*原文:*
--------------------------------

■「NHK(ニューホッカイドウカカク)」とは
物価高の時代に注目を集める地方発のスーパーがある。物流費がかかるなどの理由で、かつては「北海道価格」と呼ばれる割高な物価が常識とされてきた。そんな既成概念に真正面から挑んだのがアークスであり、会長の横山清氏は1990年代から「NHK(ニューホッカイドウカカク)」というスローガンを掲げ、価格水準の是正に取り組んできた。
北海道の暮らしをより良くするには、生活必需品を本州並みに買える環境が必要だという信念が、今も同社の企業文化として根付いている。
横山氏が掲げてきたもう一つの理念が「八ケ岳連峰経営」だ。これは傘下のスーパー各社が自主性を持って並び立つ姿を、連峰のように例えたもの。各社の「らしさ」を残しながら成長する多様性重視の経営思想だ。M&A(買収・合併)によって企業グループを広げながらも、中央集権型ではなく、現場主義に根差した協調型の組織づくりを貫いてきた。
■「1物3価」が道民の心をつかむ
アークスグループの主力業態である「スーパーアークス」は、食品を中心に、日用品や家庭用品まで幅広く取り揃える地域密着型の大型スーパーマーケットだ。店内はゆとりある通路設計で高齢者にもやさしく、価格表示やPOPも見やすく工夫されている。地域の食材を多く取り扱い、惣菜や地元生産者との連携商品など「地産地消」にも力を入れている。
さらに、PB商品を含めた“お値打ち価格”の品揃え、ポイントサービス、チラシ戦略などを駆使し、生活密着型の買い物空間を提供している。また、スーパーアークスでは『一物三価』と呼ばれる段階的割引制度も導入されており、同じ商品でも1個・2個・3個とまとめ買いすることで単価が下がる仕組みを採用。これにより、まとめ買いのメリットを打ち出しつつ、消費者にとってのお得感と楽しさを提供する。
■トップは芦別市生まれの齢90
アークスを率いる横山清会長は1935年、北海道芦別市の生まれ。高校卒業後に炭鉱で働きながら学資を貯め、北海道大学水産学部に進学。「恵迪寮」の寮長を務めるなど、若い頃からリーダーシップを発揮してきた人物だ。卒業後は水産物商社・野原産業に入社したが、同社の小売進出に伴って1961年にその場しのぎでスーパー(のちのアークス)に配属された。1985年に社長に就任後、M&Aで地盤を広げつつ「八ケ岳連峰経営」を標榜し、北海道から東北、関東へと営業エリアを拡大してきた。

--------------------------------

*レコード一覧:*
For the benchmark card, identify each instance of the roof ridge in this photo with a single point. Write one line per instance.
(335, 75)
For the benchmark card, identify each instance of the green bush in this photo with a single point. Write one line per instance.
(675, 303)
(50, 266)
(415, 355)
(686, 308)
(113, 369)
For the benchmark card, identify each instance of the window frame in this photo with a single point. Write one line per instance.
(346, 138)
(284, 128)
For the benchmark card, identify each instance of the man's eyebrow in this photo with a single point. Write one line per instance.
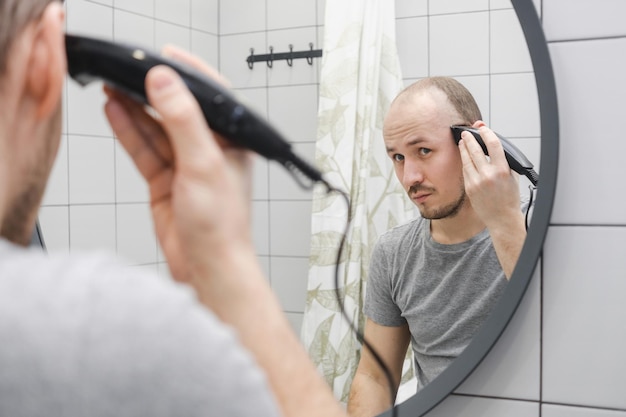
(412, 142)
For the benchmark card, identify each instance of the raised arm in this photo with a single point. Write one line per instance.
(370, 392)
(493, 189)
(199, 190)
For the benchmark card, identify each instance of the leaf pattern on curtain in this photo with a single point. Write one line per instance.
(360, 76)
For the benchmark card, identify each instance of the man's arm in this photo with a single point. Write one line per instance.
(370, 391)
(199, 189)
(493, 189)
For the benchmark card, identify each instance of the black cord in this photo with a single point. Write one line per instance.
(530, 203)
(360, 336)
(298, 168)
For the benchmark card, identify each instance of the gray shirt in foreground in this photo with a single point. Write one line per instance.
(443, 292)
(83, 336)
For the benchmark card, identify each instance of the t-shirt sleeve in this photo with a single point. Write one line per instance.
(157, 349)
(379, 303)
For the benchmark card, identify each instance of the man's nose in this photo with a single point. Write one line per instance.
(412, 173)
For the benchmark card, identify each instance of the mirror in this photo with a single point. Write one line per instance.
(481, 44)
(456, 373)
(95, 199)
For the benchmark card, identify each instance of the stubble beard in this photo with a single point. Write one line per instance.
(442, 212)
(17, 225)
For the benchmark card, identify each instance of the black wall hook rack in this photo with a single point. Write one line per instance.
(288, 56)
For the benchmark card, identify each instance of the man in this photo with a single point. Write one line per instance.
(83, 336)
(432, 282)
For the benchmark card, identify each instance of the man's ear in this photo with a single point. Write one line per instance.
(47, 61)
(478, 124)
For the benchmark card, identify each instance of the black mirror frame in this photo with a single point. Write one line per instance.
(462, 367)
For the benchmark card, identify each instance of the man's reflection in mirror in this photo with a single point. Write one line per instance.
(433, 281)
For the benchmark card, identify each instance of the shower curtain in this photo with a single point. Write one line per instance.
(360, 75)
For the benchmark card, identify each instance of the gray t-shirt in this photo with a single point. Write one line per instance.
(443, 292)
(85, 336)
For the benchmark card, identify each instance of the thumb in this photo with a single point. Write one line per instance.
(181, 117)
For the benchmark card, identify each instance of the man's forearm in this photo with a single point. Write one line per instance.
(508, 241)
(368, 396)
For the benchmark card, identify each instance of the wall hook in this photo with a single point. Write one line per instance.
(251, 59)
(290, 57)
(270, 61)
(309, 58)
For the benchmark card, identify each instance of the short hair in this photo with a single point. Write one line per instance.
(15, 15)
(459, 96)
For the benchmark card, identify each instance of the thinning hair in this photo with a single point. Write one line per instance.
(459, 96)
(15, 15)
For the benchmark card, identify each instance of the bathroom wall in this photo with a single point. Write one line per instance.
(96, 199)
(561, 354)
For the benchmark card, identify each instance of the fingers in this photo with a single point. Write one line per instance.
(181, 118)
(139, 134)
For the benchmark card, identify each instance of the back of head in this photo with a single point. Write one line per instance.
(459, 96)
(14, 16)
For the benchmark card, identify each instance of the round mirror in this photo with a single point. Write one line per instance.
(459, 370)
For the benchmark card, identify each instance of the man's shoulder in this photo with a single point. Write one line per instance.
(403, 231)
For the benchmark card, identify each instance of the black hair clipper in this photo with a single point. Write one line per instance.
(124, 67)
(516, 159)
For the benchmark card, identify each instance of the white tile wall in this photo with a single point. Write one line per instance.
(550, 410)
(289, 281)
(591, 104)
(57, 189)
(91, 170)
(412, 45)
(92, 227)
(136, 239)
(176, 12)
(484, 407)
(512, 368)
(284, 103)
(580, 315)
(283, 14)
(205, 15)
(584, 316)
(459, 44)
(584, 19)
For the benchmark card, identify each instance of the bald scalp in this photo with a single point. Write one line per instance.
(459, 97)
(15, 15)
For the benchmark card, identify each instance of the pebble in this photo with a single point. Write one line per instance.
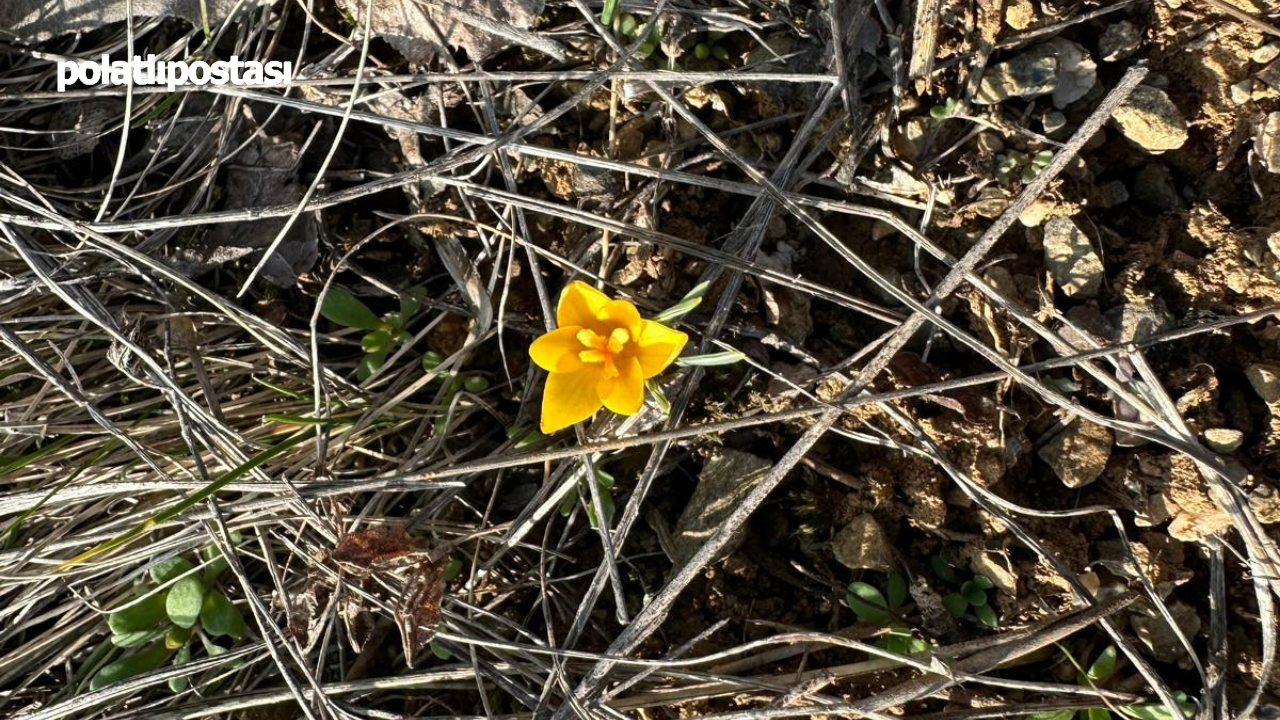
(1079, 454)
(1266, 142)
(1052, 121)
(1265, 54)
(1155, 186)
(1020, 14)
(1070, 259)
(863, 545)
(1224, 440)
(1077, 72)
(1270, 74)
(1265, 379)
(1139, 319)
(1151, 121)
(725, 481)
(1242, 91)
(1027, 74)
(1112, 194)
(1119, 41)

--------------------------------

*課題:*
A. アークスについての原文から、「北海道の暮らしをより良くする」を含む語句で始まり「型の組織づくりを貫いてきた。」で終わる部分を、一字一句違えずに書き写すこと。
B. アークスについての原文によると、横山清氏が社長に就任したのは何年か。

*解答例:*
A.
北海道の暮らしをより良くするには、生活必需品を本州並みに買える環境が必要だという信念が、今も同社の企業文化として根付いている。
横山氏が掲げてきたもう一つの理念が「八ケ岳連峰経営」だ。これは傘下のスーパー各社が自主性を持って並び立つ姿を、連峰のように例えたもの。各社の「らしさ」を残しながら成長する多様性重視の経営思想だ。M&A(買収・合併)によって企業グループを広げながらも、中央集権型ではなく、現場主義に根差した協調型の組織づくりを貫いてきた。

B. 1985年。